Meanwhile experts at Woods Hole who have been dismissing any risk to seafood since 2011 have apparently changed their opinion. ”

Our biggest concern right now is if some of the other isotopes such as strontium 90 which tend to be more mobile, get through these sediments in the ground water,” said Dr Buesseler. “They are entering the oceans at levels that then will accumulate in seafood and will cause new health concerns.”

The US news media caught on about two days ago. NBC ran a story looking into the risks to Pacific seafood. Buesseler claims in this article that he doesn’t think contaminated fish from the area are making it to market.
Fisheries around the Fukushima nuclear plant are currently closed and, as far as Buesseler is aware, fish from the area have not shown up in local fish markets or been exported. ”

**Excerpted records**
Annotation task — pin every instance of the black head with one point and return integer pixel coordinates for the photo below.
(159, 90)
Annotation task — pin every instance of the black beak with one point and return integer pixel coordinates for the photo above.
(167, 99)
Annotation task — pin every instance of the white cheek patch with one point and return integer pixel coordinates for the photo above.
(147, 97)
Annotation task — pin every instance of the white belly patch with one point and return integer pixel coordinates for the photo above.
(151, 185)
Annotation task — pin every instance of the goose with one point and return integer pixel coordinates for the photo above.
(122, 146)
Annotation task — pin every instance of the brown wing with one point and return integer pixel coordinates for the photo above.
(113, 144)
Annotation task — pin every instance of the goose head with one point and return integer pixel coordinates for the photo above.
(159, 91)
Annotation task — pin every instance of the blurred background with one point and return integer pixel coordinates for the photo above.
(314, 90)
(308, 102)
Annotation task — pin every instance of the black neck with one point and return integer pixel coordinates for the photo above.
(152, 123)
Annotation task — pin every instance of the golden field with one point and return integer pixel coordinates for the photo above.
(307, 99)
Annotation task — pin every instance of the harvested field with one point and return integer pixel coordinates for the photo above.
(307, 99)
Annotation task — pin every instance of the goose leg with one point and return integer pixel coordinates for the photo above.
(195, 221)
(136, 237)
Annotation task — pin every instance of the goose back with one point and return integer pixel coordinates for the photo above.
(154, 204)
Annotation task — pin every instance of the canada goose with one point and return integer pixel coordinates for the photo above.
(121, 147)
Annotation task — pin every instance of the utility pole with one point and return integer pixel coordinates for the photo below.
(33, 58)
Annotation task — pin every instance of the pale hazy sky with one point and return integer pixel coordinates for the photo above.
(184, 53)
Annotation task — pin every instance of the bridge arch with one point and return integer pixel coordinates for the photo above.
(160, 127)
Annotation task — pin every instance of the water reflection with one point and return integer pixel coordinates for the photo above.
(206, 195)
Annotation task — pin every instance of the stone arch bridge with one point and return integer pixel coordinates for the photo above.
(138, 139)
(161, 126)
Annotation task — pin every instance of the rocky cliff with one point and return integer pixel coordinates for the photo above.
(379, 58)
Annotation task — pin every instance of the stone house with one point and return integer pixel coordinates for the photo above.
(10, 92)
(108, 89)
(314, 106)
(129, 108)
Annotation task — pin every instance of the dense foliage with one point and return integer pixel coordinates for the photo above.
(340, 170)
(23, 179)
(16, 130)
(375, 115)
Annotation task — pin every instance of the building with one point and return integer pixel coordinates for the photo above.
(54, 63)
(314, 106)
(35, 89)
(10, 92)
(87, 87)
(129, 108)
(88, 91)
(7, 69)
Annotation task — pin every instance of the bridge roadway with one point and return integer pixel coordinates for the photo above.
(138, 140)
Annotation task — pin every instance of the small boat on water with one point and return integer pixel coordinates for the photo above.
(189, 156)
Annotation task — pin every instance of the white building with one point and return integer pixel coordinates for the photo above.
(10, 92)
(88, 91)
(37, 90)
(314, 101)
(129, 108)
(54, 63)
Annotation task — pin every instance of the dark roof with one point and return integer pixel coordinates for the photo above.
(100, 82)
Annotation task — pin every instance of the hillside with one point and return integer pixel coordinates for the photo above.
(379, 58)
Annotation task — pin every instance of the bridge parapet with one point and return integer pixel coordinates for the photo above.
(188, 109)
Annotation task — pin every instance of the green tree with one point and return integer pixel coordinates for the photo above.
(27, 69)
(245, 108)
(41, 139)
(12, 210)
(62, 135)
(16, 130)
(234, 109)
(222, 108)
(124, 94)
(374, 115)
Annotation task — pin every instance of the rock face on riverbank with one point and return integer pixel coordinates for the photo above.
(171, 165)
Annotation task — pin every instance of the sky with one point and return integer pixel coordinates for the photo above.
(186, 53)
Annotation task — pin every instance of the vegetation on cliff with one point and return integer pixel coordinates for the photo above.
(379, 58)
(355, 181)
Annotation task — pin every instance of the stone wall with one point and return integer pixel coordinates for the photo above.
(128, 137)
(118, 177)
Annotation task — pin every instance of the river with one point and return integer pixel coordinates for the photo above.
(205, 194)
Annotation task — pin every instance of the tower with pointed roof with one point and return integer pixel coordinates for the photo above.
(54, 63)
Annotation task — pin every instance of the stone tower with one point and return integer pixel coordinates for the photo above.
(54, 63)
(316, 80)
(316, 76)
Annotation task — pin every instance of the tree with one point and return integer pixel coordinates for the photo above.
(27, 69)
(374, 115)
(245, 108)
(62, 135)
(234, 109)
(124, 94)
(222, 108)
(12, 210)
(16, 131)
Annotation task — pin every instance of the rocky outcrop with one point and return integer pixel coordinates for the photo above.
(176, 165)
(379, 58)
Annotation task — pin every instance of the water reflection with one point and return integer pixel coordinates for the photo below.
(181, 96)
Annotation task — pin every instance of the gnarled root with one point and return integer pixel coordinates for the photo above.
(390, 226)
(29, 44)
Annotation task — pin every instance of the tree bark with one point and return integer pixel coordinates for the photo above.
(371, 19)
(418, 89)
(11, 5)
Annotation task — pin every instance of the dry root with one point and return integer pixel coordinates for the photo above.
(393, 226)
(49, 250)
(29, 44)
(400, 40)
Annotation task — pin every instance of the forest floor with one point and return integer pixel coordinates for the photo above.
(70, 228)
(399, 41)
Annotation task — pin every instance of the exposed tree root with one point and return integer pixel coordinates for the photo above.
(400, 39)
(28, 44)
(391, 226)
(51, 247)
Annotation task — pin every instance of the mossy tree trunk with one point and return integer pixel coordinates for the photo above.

**List of tasks**
a: In the Fukushima seafood excerpt, which isotope does Dr Buesseler name as tending to be more mobile?
b: Please write the next few sentences of the Fukushima seafood excerpt, picking up after its last sentence.

**Answers to the tasks**
a: Strontium 90.

b:
But they are being exported, South Korea just recently complained about the numbers of contaminated seafood being exported there from Japan. The US currently has no active testing program and is using the 1200 bq/kg level as the level where they would even tell the public or send supplies back to the exporter. Further confounding this is that most quick screen testing only looks for gamma radiation signatures where strontium 90 is a beta emitter. There is also not a wide closure of fishing off the Japan Pacific coast, only an area near the plant is still refraining from fishing. Certain types of seafood from Fukushima have been back on sale since 2012.  Contaminated fish has also not been restricted to just those hauled off Fukushima. Highly contaminated cod was also found off Aomori Prefecture last year after already being sold in stores.

UPDATE: Canada has announced they will begin testing Pacific seafood hauled of the British Colombia coast.